Transcribe each entry shown below with no difference from the original.

## Listed records

────────────────────────────────────────

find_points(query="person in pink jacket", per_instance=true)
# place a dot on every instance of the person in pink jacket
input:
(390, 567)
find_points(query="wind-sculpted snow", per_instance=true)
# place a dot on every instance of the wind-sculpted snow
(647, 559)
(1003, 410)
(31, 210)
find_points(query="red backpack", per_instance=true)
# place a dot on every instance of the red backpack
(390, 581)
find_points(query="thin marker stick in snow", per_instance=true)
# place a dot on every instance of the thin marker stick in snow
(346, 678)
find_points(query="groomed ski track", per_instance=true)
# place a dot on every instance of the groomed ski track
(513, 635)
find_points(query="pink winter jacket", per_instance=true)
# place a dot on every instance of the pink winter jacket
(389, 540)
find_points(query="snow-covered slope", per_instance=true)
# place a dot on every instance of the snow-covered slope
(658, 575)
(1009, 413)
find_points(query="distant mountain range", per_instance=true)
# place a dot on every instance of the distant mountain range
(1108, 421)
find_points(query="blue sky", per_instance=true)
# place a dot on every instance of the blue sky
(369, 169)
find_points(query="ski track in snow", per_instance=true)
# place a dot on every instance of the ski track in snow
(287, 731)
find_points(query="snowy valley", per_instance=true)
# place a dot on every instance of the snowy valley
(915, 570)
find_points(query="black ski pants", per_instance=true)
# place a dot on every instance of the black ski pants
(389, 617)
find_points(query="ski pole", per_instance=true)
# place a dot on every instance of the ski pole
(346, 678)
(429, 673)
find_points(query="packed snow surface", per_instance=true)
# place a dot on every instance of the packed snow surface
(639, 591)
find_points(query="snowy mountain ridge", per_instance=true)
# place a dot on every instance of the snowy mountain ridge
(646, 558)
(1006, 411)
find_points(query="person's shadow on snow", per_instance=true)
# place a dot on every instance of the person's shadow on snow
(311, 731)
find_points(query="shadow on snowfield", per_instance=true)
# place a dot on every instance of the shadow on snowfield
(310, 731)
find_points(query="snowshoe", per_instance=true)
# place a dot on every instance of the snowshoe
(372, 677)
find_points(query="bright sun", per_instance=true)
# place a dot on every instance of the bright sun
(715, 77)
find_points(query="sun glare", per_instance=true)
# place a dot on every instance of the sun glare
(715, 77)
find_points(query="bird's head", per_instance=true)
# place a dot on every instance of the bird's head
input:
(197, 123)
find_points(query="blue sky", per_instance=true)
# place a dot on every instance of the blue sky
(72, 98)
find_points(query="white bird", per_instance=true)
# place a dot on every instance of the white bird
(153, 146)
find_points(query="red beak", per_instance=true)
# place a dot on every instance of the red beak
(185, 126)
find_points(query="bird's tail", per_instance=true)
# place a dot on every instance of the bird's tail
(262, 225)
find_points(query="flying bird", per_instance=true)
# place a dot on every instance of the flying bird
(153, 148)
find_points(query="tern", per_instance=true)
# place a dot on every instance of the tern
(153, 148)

────────────────────────────────────────

## Completed exercise
find_points(query="person in pink jacket", per_instance=true)
# place a dot on every instance of the person in pink jacket
input:
(390, 567)
find_points(query="wind-sculpted snow", per_instance=true)
# place a dot on every instance of the wind-sculpted snow
(647, 559)
(1003, 410)
(31, 210)
find_points(query="red backpack", per_instance=true)
# place a dot on every instance of the red backpack
(390, 581)
find_points(query="thin marker stick in snow", per_instance=true)
# place a dot on every instance of the thin marker stick in snow
(346, 678)
find_points(query="groomed ski track", per_instance=true)
# place a dot on every instance of the groomed ski track
(513, 635)
find_points(query="pink winter jacket", per_instance=true)
# place a dot on every instance of the pink winter jacket
(389, 540)
find_points(query="snow-covered slope", per_instance=true)
# place a dot on every instance of the snow-covered slope
(658, 575)
(1009, 413)
find_points(query="distant mountain range", per_instance=true)
# place a dot on every instance of the distant mountain range
(1108, 421)
find_points(query="blue sky", per_instance=true)
# place a dot on every instance of the blue sky
(369, 169)
find_points(query="ski track in snow", per_instance=true)
# place a dot on every instance of the ski track in snow
(287, 731)
find_points(query="snowy valley", per_instance=true)
# place a dot on every instance of the snowy valley
(915, 570)
find_points(query="black ski pants", per_instance=true)
# place a dot on every instance of the black ski pants
(389, 617)
find_points(query="ski pole", per_instance=true)
# place a dot on every instance of the ski pole
(346, 678)
(429, 673)
find_points(query="packed snow surface", per_instance=true)
# place a dot on every instance of the packed snow surface
(639, 591)
find_points(query="snowy mountain ridge", per_instance=true)
# place a dot on every instance of the snowy mountain ridge
(646, 558)
(1006, 411)
find_points(query="person's shadow on snow", per_instance=true)
# place a dot on every instance of the person's shadow on snow
(311, 731)
find_points(query="shadow on snowfield", per_instance=true)
# place a dot on every instance of the shadow on snowfield
(310, 731)
find_points(query="snowshoe", per_instance=true)
# place a dot on every instance of the snowshoe
(372, 677)
find_points(query="bright sun", per_instance=true)
# place a dot on every instance of the bright sun
(715, 77)
find_points(query="sun glare", per_instance=true)
# place a dot on every instance of the sun glare
(715, 77)
find_points(query="bird's head", per_instance=true)
# place a dot on every instance of the bird's head
input:
(197, 123)
find_points(query="blue sky", per_instance=true)
# place a dot on every instance of the blue sky
(72, 98)
find_points(query="white bird", per_instance=true)
# place a dot on every instance of the white bird
(153, 146)
find_points(query="red beak", per_instance=true)
# place a dot on every instance of the red beak
(185, 126)
find_points(query="bird's tail", per_instance=true)
# place a dot on every instance of the bird's tail
(262, 225)
find_points(query="flying bird", per_instance=true)
# place a dot on every instance of the flying bird
(153, 148)
find_points(query="tern", per_instance=true)
# place a dot on every instance of the tern
(153, 148)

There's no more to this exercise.